READING TEXT:
▶
If, however, we cannot thus observe and calculate on certain regularities and tendencies in the world as we know it, then, not only is the appearance of design and finality an illusion, not only is that particular argument for theism cut away, but with it goes all scientific certainty, all that stands between us and the most hopeless mental and moral scepticism.

It is not our immediate concern to prove the value of the "argument from adaptability," but simply to show that it is logically (though not really) unaffected by the question of theism and finality and design. As long as we admit those same effects and consequences of which design is one explanation, but of which others are prima facie conceivable; as long as we hold that the world works on the whole as though it were designed; that the present anticipates and prepares for the future; that the future and absent can be predicted from the present, so long do we hold all upon which the "argument of adaptability" is strictly based. And indeed, as has been said, if once it be admitted that the general progressive tendency on the part of living things is towards a greater harmony and correspondence with surrounding reality, then that argument is a more immediate inference from the existence of an orderly world, than is theism.

Though both are strictly independent deductions from the same principle (i.e., from an orderly world), yet theism and the argument from adaptability when once deduced, confirm one another. For it is not hard to show that theism is better adapted to man's higher needs, than atheism or polytheism or pantheism; while if theism be once granted, then, as we said in the last section, the argument from adaptability is much more easily established.
◀
Excerpts from a detection dataset
▶
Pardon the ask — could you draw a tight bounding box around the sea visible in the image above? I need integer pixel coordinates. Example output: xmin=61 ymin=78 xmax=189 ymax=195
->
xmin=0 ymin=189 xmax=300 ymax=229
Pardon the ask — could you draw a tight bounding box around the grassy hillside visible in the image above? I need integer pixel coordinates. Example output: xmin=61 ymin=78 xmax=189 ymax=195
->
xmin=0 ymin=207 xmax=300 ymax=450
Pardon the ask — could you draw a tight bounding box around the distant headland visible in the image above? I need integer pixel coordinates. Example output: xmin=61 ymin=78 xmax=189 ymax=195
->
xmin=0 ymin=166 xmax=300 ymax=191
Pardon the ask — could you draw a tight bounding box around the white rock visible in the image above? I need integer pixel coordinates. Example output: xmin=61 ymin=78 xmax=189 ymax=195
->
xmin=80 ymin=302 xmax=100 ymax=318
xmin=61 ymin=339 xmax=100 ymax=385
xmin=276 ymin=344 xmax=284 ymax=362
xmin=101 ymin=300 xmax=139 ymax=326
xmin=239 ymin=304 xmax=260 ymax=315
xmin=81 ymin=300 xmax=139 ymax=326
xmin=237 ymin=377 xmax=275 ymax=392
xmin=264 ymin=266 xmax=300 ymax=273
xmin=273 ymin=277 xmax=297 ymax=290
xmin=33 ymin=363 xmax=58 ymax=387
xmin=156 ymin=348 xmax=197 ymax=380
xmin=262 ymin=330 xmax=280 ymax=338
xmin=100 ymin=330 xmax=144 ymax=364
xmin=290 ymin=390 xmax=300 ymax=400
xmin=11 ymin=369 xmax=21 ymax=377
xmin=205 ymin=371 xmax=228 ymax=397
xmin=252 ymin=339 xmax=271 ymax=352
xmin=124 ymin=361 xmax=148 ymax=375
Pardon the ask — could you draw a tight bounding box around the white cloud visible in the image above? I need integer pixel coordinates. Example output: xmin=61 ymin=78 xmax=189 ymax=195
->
◀
Write a continuation of the passage on theism and the argument from adaptability, beginning after its final sentence. The records have no connection to the passage on theism and the argument from adaptability.

EXERCISE RESULT:
There have been at various times several philosophies or attempted explanations of the world, which have either denied or prescinded from theism and finality. These two conceptions may be considered as one; for by finality we mean the intelligent direction of means towards a preconceived end; and therefore to admit a pervading finality, is to imply a theistic origin and government of the universe.

Perhaps, the best and most finished attempt to explain the world independently of finality is the philosophy of Evolution, so widely popularized in our own day; and since it is in the region of organic existence, that finalism looks for its chief basis, it is especially by Darwinistic Evolution that its force is supposed to be destroyed.

Any form of "monism" gets rid of finality more easily than does any form of dualism; and again, any form of materialism, more easily than idealism; and therefore as monistic and materialistic (at least in some sense of the term), popular Evolutionism is the best plea for non-finalist philosophy. We propose therefore briefly to examine this philosophy, so far as it claims to be such, and to see whether it in any way touches the validity of the argument from adaptability.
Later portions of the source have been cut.